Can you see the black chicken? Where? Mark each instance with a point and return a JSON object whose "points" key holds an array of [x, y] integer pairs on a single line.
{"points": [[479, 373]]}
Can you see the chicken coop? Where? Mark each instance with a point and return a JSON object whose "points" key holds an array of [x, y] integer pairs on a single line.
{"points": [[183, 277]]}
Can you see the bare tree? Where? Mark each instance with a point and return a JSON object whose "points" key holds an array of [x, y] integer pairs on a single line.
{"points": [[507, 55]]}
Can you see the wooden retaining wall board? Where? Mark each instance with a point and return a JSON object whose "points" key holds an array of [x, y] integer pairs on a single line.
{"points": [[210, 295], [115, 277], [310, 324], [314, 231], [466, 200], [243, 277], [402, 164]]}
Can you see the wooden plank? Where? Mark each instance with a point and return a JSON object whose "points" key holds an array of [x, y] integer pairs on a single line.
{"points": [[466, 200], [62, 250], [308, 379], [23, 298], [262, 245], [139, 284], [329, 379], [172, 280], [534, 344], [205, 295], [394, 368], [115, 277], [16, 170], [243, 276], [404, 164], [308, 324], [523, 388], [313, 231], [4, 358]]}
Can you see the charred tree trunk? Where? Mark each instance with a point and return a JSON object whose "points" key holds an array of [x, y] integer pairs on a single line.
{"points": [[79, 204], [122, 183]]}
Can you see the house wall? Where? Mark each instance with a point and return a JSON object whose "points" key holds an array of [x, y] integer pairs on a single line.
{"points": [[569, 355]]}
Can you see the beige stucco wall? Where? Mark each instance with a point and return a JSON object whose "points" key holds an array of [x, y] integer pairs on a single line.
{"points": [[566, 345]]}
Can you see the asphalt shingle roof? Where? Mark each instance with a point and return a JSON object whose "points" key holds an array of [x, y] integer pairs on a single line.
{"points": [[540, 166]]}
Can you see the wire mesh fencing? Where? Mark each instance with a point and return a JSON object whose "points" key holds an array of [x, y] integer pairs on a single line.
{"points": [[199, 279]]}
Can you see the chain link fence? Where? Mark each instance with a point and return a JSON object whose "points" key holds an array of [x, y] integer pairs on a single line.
---
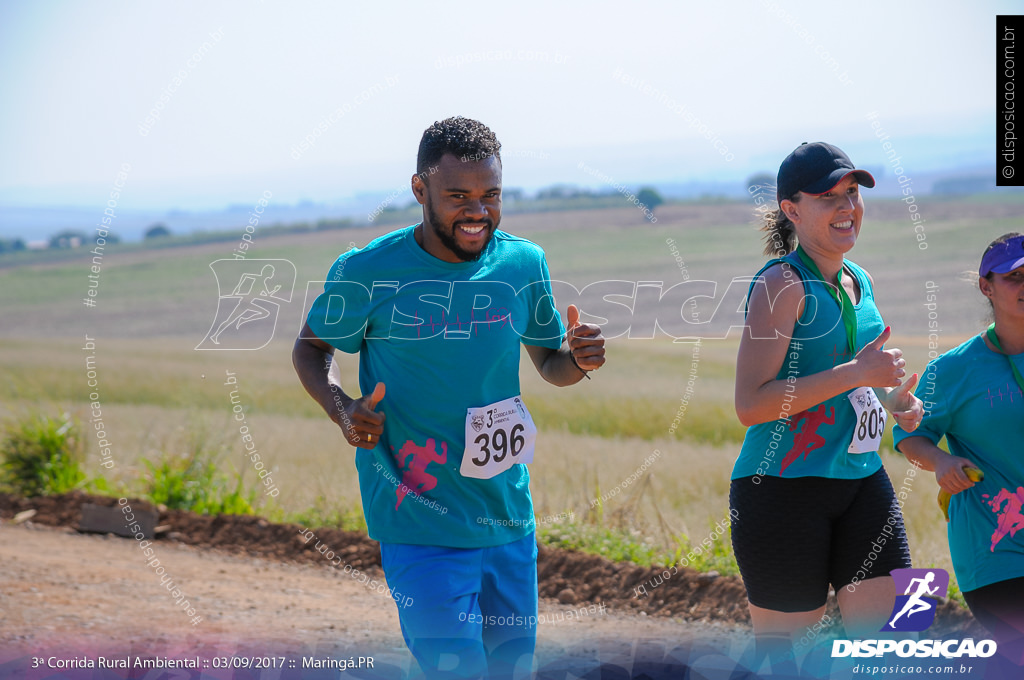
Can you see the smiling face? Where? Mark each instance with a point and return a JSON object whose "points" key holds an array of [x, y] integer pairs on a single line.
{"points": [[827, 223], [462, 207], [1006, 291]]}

● TASK TO CARRY OUT
How many lines in the records above contain the string "wooden"? Reply with the number only.

● THE OUTPUT
2